▶ [YOUR OBJECTIVE]: Pick up the Java stream collectors text at the point where it stops, and continue writing it from there.

▶ [TEXT]:
────

Average avg = employees.stream()
    .collect(Collectors.teeing(
        Collectors.counting(),
        Collectors.summingInt(Employee::salary),
        (count, sum) -> new Average(
            count,
            sum,
            count > 0 ? (double) sum / count : 0.0
        )
    ));

filtering: Filter within collector (Java 9+)

// Count high-salary IT employees
Map<String, Long> highSalaryCount = employees.stream()
    .collect(Collectors.groupingBy(
        Employee::department,
        Collectors.filtering(
            e -> e.salary() > 65000,
            Collectors.counting()
        )
    ));

flatMapping: FlatMap within collector (Java 9+)

record Team(String name, List<String> members) {}

List<Team> teams = List.of(
    new Team("Alpha", List.of("Alice", "Bob")),
    new Team("Beta", List.of("Charlie", "Diana"))
);

// Get all unique members
Set<String> allMembers = teams.stream()
    .collect(Collectors.flatMapping(
        team -> team.members().stream(),
        Collectors.toSet()
    ));

Custom Collectors

Create your own collectors for specialized aggregations:

import java.util.stream.Collector;

class CustomCollectors {
    // Collector that joins strings with a limit
    public static Collector<String, ?, String> toStringWithLimit(
        int maxLength,
        String delimiter
    ) {
        return Collector.of(
            StringBuilder::new,  // supplier
            (sb, s) -> {         // accumulator
                if (sb.length() + s.length() <= maxLength) {
                    if (sb.length() > 0) sb.append(delimiter);
                    sb.append(s);
                }
            },
            (sb1, sb2) -> {      // combiner
                if (sb1.length() + sb2.length() <= maxLength) {
                    if (sb1.length() > 0) sb1.append(delimiter);
                    sb1.append(sb2);
                }
                return sb1;
            },
            StringBuilder::toString  // finisher
        );
    }

    // Collector that creates an immutable copy of a collection
    public static <T> Collector<T, ?, List<T>> toImmutableList() {
        return Collectors.collectingAndThen(
            Collectors.toList(),
            List::copyOf
        );
    }
}

// Usage
String limited = words.stream()
    .collect(CustomCollectors.toStringWithLimit(20, ", "));

Real-World Example: Sales Analytics

import java.math.BigDecimal;
import java.time.*;
import java.util.*;
import java.util.stream.Collectors;

record Sale(
    String id,
    String productId,
    String category,
    LocalDate date,
    BigDecimal amount,
    int quantity,
    String region
) {}

class SalesAnalytics {
    private final List<Sale> sales;

    public SalesAnalytics(List<Sale> sales) {
        this.sales = sales;
    }

    // Total revenue by category
    public Map<String, BigDecimal> getRevenueByCategory() {
        return sales.stream()
            .collect(Collectors.groupingBy(
                Sale::category,
                Collectors.reducing(
                    BigDecimal.ZERO,
                    Sale::amount,
                    BigDecimal::add
                )
            ));
    }

    // Top N products by revenue
    public List<Map.Entry<String, BigDecimal>> getTopProducts(int n) {
        return sales.stream()

────

▶ [DATASET CONTENT]:
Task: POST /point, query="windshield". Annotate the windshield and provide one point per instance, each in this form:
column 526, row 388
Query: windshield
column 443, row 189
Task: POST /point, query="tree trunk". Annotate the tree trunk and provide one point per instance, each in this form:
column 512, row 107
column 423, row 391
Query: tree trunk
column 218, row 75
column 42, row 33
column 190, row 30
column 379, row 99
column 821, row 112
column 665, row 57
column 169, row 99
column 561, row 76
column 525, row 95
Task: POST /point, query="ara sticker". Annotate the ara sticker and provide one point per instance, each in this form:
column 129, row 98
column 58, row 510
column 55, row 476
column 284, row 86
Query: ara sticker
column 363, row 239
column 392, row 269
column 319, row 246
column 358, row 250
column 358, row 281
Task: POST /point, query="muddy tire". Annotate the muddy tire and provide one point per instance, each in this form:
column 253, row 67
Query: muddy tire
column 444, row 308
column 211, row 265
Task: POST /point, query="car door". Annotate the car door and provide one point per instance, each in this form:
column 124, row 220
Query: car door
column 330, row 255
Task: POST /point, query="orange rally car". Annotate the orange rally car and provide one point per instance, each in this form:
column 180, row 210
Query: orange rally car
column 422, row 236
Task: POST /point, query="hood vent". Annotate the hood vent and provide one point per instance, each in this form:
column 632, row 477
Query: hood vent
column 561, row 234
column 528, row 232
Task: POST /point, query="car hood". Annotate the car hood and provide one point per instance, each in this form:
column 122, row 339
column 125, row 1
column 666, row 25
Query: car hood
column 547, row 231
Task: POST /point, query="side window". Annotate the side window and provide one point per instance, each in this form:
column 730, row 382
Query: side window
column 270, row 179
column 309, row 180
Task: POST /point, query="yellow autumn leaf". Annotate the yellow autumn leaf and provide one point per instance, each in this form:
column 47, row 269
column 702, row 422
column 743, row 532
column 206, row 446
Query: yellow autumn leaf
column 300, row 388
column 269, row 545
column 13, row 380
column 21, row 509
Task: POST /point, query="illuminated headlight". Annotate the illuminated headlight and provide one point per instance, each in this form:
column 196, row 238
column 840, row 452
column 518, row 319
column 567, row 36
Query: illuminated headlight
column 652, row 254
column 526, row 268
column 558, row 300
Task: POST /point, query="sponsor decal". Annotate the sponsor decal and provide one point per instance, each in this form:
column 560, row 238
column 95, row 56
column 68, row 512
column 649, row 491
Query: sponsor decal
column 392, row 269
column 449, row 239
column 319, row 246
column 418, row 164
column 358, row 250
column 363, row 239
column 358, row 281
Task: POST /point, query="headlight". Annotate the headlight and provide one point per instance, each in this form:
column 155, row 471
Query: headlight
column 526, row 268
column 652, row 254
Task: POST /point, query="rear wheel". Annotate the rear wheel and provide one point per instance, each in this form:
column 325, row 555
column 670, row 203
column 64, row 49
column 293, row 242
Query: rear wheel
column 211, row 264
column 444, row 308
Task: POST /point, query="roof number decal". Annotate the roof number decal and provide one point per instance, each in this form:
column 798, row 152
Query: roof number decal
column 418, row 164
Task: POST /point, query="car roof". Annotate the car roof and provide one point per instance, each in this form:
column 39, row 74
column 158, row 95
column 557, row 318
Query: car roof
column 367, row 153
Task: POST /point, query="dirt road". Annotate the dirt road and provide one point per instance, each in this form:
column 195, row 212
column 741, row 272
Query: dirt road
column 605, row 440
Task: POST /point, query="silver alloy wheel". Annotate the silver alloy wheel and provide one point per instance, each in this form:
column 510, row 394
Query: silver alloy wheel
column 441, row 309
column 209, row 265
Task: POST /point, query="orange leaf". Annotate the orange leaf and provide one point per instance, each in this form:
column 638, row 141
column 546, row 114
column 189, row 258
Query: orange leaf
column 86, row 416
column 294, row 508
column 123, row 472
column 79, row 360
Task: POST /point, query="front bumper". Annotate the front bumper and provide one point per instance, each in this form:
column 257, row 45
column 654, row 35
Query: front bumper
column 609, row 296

────

▶ [EXERCISE ANSWER]:
            .collect(Collectors.groupingBy(
                Sale::productId,
                Collectors.reducing(
                    BigDecimal.ZERO,
                    Sale::amount,
                    BigDecimal::add
                )
            ))
            .entrySet().stream()
            .sorted(Map.Entry.<String, BigDecimal>comparingByValue().reversed())
            .limit(n)
            .toList();
    }

    // Sales statistics by region
    record RegionStats(
        String region,
        long saleCount,
        BigDecimal totalRevenue,
        BigDecimal avgSaleAmount,
        int totalQuantity
    ) {}

    public List<RegionStats> getRegionStatistics() {
        return sales.stream()
            .collect(Collectors.groupingBy(
                Sale::region,
                Collectors.teeing(
                    Collectors.counting(),
                    Collectors.teeing(
                        Collectors.reducing(
                            BigDecimal.ZERO,
                            Sale::amount,
                            BigDecimal::add
                        ),
                        Collectors.summingInt(Sale::quantity),
                        (revenue, qty) -> new Object[] {revenue, qty}
                    ),
                    (count, arr) -> {
                        BigDecimal revenue = (BigDecimal) arr[0];
                        Integer qty = (Integer) arr[1];
                        BigDecimal avg = count > 0
                            ? revenue.divide(
                                BigDecimal.valueOf(count),
                                2,
                                BigDecimal.ROUND_HALF_UP
                              )
                            : BigDecimal.ZERO;
                        return new Object[] {count, revenue, avg, qty};
                    }
                )
            ))
            .entrySet().stream()
            .map(e -> {
                Object[] stats = (Object[]) e.getValue();
                return new RegionStats(
                    e.getKey(),
                    (Long) stats[0],
                    (BigDecimal) stats[1],
                    (BigDecimal) stats[2],
                    (Integer) stats[3]
                );
            })
            .sorted(Comparator.comparing(RegionStats::totalRevenue).reversed())
            .toList();
    }

    // Monthly revenue trend
    public Map<YearMonth, BigDecimal> getMonthlyRevenue() {
        return sales.stream()
            .collect(Collectors.groupingBy(
                sale -> YearMonth.from(sale.date()),
                TreeMap::new,  // Sorted by month
                Collectors.reducing(
                    BigDecimal.ZERO,
                    Sale::amount,
                    BigDecimal::add
                )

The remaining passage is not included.